══ AVAILABLE DATA

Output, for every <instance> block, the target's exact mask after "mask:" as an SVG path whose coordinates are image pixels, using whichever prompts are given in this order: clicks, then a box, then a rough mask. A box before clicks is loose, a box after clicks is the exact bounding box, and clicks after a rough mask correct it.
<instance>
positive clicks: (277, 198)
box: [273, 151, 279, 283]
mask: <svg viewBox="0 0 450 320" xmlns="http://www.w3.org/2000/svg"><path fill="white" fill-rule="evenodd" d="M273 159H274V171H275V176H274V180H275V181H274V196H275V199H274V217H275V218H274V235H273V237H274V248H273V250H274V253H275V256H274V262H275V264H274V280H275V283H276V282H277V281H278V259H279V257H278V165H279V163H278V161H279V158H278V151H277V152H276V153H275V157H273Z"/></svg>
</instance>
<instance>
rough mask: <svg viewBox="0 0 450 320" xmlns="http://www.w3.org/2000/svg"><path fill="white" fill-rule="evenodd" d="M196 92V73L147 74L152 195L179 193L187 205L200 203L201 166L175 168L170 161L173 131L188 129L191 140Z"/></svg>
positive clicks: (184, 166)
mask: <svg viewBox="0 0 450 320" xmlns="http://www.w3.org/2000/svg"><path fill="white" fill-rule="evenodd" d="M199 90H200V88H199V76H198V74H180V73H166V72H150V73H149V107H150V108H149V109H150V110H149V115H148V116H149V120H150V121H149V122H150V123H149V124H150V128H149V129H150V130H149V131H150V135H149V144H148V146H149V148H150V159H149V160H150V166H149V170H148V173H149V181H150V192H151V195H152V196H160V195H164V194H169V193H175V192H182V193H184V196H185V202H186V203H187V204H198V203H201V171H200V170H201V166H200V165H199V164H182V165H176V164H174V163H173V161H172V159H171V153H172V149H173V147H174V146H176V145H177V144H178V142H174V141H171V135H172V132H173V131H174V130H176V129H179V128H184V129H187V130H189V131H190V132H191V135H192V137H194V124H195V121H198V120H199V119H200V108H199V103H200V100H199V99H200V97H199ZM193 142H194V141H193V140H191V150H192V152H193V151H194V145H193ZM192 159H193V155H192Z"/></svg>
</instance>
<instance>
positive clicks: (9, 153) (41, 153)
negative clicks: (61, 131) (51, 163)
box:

════
══ AVAILABLE DATA

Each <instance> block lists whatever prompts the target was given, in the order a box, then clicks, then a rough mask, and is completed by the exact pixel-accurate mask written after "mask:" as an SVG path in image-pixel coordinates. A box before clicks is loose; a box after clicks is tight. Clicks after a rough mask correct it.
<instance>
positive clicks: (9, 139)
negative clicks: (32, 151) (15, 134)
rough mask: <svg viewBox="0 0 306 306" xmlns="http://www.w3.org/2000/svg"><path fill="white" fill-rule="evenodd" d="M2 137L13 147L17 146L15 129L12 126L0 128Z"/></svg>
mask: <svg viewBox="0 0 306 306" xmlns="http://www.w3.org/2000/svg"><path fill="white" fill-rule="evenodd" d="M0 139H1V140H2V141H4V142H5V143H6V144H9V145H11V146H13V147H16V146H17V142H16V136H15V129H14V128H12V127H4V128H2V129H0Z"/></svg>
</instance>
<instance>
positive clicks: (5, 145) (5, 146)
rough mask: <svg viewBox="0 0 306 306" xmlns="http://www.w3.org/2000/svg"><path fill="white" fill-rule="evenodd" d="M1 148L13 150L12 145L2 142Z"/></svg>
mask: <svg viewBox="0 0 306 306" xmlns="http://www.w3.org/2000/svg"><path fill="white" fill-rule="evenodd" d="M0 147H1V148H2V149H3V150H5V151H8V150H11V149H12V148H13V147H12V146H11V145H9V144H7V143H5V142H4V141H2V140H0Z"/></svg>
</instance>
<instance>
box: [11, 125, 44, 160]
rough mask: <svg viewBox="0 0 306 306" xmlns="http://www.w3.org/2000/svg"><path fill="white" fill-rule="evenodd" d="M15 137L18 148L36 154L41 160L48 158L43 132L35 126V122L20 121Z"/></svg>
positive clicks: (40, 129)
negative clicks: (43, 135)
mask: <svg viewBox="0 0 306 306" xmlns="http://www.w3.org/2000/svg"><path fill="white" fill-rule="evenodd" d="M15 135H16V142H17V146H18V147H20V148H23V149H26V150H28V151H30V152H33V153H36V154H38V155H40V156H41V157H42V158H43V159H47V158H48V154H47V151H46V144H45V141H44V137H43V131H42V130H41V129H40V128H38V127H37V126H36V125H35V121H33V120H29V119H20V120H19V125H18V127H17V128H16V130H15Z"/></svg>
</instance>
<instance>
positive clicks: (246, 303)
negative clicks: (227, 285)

════
══ AVAILABLE DATA

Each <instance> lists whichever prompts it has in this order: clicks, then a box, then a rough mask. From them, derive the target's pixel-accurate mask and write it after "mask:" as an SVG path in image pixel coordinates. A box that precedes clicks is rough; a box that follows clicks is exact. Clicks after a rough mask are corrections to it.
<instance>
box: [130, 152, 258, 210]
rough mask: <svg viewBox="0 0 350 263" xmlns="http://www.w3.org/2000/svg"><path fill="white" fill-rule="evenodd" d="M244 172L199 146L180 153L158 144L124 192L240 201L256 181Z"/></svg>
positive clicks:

════

__JOB ITEM__. Rewrite the part that opens with the line containing "negative clicks: (43, 135)" and closes with the line containing "negative clicks: (227, 285)" as a numbered list, one line per item, leaving out any blank lines.

__ANSWER SPACE__.
1. negative clicks: (43, 135)
2. mask: <svg viewBox="0 0 306 306" xmlns="http://www.w3.org/2000/svg"><path fill="white" fill-rule="evenodd" d="M15 135H16V142H17V146H18V147H20V148H23V149H26V150H28V151H30V152H33V153H36V154H38V155H40V156H41V157H42V158H43V159H47V158H48V154H47V151H46V144H45V141H44V137H43V131H42V130H41V129H40V128H38V127H37V126H36V125H35V121H33V120H29V119H20V120H19V125H18V127H17V128H16V130H15Z"/></svg>
3. </instance>
4. <instance>
5. positive clicks: (246, 303)
6. negative clicks: (227, 285)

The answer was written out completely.